WHAT IS BEING ASKED: Tally the lines in the items below that contain the string "Target", matching case exactly. Reply with the number alone.

+++ STORED DATA +++

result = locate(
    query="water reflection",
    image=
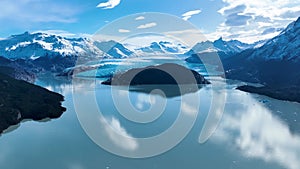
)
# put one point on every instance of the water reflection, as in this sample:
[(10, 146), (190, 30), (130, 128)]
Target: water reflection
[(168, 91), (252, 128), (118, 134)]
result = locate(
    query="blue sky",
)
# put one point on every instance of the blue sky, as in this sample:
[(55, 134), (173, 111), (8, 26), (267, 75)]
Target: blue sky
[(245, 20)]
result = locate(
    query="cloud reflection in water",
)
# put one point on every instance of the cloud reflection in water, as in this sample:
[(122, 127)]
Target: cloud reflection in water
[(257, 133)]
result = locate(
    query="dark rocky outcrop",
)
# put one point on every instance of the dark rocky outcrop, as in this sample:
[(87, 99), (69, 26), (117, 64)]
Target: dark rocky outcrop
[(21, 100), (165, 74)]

+++
+++ STORED DATA +++

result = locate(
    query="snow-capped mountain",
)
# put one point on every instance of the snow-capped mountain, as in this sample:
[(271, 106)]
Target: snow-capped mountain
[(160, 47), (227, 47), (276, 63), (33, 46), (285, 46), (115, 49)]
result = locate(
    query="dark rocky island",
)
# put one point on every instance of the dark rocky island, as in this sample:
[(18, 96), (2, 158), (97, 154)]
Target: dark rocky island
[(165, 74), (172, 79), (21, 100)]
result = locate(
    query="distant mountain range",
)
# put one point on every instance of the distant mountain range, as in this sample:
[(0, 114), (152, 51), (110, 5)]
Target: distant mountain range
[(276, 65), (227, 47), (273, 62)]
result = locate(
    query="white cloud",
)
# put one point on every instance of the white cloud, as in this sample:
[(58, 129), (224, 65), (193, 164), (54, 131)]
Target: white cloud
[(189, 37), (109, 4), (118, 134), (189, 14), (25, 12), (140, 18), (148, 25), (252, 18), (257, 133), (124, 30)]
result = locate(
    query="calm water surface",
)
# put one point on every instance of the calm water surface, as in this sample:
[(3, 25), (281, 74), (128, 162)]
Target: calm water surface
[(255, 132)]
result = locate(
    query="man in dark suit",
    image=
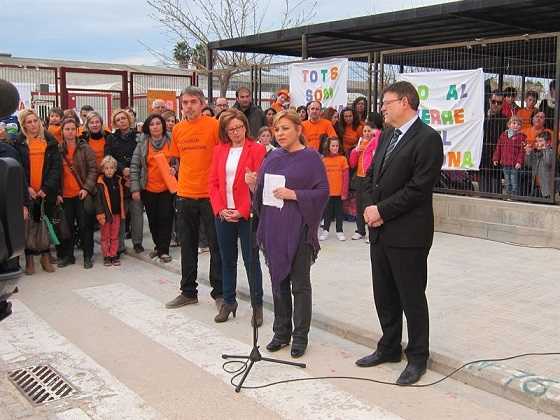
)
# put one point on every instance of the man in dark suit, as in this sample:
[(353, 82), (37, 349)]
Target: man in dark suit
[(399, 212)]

+++

FINISHED EXERCISE: 10